* [WHAT YOU NEED TO DO] Lay out as a numbered list the rows beginning at the line that contains "task: segment the paved dance floor" and running through the end of the records, omitting blank lines.

* [MATERIAL PROVIDED]
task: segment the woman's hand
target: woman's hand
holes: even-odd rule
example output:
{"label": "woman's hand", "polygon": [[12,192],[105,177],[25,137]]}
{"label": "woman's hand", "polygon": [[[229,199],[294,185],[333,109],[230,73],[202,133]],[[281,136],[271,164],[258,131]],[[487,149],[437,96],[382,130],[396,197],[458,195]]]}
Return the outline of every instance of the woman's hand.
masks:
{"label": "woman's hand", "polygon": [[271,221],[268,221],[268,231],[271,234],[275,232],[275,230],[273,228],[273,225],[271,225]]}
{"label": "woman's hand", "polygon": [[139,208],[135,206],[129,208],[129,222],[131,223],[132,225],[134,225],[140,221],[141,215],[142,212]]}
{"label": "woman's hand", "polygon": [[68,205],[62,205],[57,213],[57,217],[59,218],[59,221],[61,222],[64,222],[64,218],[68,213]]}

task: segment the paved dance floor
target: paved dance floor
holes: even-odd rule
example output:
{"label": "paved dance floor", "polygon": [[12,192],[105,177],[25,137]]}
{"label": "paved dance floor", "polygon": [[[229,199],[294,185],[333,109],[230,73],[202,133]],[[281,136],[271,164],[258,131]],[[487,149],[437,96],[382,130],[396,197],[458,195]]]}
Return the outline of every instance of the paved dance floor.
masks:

* [WRITTEN RESPONSE]
1. task: segment the paved dance floor
2. target: paved dance floor
3. holes: even-odd rule
4. example output:
5. {"label": "paved dance floor", "polygon": [[12,192],[105,177],[25,137]]}
6. {"label": "paved dance floor", "polygon": [[[229,199],[294,185],[333,109],[230,73],[202,133]],[[281,136],[271,164],[258,131]],[[487,149],[437,96],[382,130],[396,197],[458,195]]]}
7. Return the outline of every instance of the paved dance floor.
8. masks:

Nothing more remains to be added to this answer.